• _GIVEN TASK_
Express the rows from the start through the line containing "left=9, top=179, right=97, bottom=246", inclusive, as a JSON list of strings with one string per line and no blank lines.

• _Rows from a dataset_
---

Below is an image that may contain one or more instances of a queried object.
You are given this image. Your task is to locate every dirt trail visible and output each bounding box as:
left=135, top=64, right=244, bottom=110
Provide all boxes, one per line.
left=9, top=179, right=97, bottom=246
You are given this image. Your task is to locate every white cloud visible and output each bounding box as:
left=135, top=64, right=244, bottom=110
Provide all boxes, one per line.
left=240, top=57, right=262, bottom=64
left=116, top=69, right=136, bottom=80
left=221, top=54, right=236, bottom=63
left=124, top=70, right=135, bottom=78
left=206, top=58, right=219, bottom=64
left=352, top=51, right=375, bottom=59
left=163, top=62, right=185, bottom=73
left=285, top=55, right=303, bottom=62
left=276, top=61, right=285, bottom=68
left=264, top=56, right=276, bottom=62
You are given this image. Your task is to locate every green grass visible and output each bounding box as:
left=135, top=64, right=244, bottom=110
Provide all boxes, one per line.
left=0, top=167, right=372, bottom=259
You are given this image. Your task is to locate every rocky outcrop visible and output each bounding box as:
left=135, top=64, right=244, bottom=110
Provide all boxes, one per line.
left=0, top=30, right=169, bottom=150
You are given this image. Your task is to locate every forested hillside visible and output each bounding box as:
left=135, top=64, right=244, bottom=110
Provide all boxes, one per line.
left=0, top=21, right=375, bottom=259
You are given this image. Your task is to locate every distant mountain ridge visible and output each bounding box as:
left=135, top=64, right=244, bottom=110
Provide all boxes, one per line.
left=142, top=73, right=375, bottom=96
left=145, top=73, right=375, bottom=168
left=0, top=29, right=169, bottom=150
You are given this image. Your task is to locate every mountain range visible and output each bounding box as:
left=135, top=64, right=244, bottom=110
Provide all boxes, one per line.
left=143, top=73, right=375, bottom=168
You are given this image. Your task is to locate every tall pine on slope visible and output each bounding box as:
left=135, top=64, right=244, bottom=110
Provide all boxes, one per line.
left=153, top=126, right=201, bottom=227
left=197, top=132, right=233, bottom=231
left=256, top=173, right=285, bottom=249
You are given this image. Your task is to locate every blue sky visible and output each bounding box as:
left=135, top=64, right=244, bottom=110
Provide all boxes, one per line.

---

• _THE COMPLETED TASK_
[
  "Below is an image that may contain one or more instances of a queried object.",
  "You are given this image. Your task is to locate every dirt trail visible and output each bounding box as:",
  "left=135, top=64, right=244, bottom=110",
  "Provide all boxes, one per line.",
  "left=9, top=179, right=97, bottom=246"
]